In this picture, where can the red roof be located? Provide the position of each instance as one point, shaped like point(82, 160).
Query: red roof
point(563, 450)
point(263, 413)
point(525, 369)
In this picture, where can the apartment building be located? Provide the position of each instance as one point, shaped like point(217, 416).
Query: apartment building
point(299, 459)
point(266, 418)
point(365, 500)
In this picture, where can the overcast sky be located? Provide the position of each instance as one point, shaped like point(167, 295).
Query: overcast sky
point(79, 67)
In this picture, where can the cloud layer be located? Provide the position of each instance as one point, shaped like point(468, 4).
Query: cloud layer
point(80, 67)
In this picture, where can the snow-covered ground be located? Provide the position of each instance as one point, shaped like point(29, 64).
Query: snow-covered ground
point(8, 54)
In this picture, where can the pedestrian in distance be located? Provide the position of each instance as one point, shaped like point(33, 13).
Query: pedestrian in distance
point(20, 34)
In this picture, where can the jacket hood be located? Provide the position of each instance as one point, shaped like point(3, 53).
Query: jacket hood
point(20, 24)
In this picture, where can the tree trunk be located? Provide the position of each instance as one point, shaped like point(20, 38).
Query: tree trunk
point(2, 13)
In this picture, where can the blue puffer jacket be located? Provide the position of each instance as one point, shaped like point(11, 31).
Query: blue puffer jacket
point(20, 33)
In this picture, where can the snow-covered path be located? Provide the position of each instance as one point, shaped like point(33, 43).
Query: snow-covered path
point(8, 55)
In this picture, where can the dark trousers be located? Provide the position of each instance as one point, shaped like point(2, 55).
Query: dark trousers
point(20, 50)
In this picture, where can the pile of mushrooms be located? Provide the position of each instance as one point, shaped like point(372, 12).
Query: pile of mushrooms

--

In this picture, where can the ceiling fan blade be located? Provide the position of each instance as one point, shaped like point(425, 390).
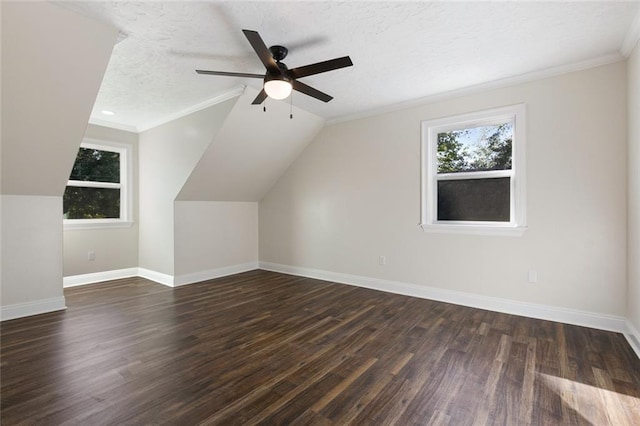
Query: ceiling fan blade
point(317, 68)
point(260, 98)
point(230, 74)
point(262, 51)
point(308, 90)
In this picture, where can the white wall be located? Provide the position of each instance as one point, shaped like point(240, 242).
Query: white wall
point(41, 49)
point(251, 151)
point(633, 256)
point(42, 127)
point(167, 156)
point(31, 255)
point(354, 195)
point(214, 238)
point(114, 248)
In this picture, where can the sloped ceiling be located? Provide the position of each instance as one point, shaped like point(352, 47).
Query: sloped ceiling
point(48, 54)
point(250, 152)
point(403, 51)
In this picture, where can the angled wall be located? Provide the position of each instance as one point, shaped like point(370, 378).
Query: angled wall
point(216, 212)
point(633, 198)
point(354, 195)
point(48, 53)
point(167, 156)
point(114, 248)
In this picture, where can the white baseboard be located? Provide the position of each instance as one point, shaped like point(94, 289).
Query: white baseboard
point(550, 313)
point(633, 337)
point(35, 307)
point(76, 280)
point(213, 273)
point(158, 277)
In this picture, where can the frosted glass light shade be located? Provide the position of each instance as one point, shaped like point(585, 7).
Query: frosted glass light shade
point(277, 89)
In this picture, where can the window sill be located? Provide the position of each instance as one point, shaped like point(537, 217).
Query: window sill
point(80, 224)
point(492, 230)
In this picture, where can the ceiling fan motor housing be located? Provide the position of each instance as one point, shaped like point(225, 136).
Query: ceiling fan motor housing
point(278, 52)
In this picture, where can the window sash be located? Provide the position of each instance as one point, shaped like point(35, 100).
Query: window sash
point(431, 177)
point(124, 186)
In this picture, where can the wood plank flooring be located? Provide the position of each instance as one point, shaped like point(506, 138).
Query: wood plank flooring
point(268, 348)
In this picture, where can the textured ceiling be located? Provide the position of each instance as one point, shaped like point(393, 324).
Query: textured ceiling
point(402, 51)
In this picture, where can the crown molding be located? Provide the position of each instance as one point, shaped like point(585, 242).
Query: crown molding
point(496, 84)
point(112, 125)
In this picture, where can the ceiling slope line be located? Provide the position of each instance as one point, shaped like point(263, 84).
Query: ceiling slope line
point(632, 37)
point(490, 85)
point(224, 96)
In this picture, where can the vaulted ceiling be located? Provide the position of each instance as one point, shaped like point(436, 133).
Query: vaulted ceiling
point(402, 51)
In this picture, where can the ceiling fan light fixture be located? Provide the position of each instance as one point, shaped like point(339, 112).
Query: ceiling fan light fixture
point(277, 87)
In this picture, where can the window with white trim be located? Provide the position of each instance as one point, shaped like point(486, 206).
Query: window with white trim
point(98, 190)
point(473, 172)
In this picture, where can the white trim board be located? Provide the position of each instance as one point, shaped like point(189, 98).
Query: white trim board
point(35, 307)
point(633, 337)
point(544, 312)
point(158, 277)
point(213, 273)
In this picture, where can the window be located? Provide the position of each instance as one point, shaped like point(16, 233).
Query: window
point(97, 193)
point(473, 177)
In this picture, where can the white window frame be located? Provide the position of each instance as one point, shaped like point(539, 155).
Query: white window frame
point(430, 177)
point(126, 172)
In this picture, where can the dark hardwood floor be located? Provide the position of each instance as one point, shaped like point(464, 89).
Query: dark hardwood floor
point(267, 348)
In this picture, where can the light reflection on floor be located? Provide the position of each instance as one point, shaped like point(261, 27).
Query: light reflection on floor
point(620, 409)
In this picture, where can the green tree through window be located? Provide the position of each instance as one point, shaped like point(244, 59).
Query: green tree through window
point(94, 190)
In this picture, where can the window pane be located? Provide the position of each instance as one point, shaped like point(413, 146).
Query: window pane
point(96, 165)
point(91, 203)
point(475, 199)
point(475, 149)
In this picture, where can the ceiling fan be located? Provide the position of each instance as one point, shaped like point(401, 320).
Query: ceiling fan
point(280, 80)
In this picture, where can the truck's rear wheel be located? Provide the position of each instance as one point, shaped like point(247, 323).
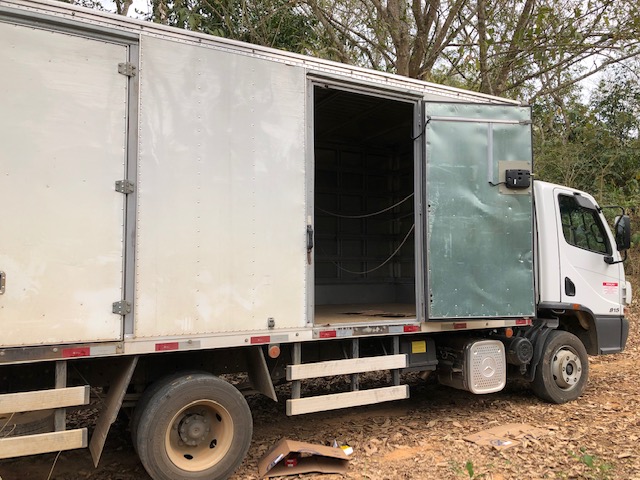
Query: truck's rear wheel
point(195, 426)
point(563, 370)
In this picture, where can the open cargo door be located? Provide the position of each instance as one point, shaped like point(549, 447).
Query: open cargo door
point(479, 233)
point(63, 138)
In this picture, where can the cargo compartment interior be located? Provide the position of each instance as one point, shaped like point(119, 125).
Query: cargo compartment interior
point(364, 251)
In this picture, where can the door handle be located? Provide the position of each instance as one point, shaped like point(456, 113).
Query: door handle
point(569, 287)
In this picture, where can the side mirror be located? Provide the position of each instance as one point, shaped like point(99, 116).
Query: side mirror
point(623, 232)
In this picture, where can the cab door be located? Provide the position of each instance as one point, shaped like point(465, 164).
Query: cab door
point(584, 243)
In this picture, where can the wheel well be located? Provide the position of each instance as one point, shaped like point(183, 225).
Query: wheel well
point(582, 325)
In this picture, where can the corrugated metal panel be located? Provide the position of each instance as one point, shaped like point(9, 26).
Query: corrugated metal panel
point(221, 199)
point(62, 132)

--

WHAT THIS TASK INVOLVES: Please copy the rows starting at the line that contains "In this picture, where can the cargo" and ending at the line that contains "point(364, 251)", reproducing them verbatim.

THE SOLUTION:
In this picture, where can the cargo compartment interior be located? Provide the position of each instance as one point, shaped like point(119, 125).
Query: cargo compartment interior
point(364, 251)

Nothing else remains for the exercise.